* What to work on
Pull out every line in the material below that contains the string "shirt". Case counts.

[Dataset records on object locations]
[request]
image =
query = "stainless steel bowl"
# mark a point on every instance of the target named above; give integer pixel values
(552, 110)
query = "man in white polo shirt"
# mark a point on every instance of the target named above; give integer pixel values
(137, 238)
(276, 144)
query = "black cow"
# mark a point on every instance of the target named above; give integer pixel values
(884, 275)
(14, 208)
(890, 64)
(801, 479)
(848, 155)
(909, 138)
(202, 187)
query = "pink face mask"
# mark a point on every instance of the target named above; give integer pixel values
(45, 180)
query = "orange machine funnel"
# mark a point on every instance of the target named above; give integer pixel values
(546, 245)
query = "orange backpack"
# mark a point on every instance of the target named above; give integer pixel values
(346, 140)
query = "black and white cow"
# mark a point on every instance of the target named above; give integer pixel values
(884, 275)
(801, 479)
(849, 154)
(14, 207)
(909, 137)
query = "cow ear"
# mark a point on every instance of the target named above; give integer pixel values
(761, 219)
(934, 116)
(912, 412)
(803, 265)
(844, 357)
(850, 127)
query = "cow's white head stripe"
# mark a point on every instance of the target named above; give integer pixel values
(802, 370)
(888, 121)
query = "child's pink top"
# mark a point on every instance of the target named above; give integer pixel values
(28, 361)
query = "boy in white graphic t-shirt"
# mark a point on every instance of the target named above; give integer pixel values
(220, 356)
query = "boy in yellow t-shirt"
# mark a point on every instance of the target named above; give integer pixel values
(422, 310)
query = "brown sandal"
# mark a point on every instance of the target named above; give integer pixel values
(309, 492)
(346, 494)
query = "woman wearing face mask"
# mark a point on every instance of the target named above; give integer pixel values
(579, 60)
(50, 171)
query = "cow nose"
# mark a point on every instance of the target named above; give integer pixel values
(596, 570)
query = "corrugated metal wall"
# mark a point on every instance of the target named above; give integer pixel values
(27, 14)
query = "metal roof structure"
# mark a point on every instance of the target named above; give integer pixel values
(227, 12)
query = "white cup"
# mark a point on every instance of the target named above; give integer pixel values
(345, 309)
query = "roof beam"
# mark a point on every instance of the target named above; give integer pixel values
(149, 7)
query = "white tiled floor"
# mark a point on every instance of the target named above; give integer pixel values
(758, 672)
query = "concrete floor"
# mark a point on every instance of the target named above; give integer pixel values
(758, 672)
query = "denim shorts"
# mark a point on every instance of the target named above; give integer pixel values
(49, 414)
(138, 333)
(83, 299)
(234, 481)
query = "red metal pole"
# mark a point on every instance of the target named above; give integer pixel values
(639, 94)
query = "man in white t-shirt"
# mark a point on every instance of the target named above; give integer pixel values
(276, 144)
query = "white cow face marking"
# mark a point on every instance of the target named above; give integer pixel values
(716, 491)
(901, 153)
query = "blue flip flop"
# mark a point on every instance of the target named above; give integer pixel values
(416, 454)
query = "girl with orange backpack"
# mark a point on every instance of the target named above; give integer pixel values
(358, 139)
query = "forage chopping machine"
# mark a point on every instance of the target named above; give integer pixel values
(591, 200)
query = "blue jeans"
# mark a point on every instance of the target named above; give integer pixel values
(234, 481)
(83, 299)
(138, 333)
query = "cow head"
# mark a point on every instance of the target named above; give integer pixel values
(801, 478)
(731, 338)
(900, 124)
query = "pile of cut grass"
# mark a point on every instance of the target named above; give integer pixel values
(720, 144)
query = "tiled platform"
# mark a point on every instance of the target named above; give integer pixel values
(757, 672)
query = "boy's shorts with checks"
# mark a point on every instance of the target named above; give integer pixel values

* Written reply
query = "man in white polo shirt"
query = "boy in white graphic t-shirt"
query = "boy in yellow t-shirt"
query = "man in white t-shirt"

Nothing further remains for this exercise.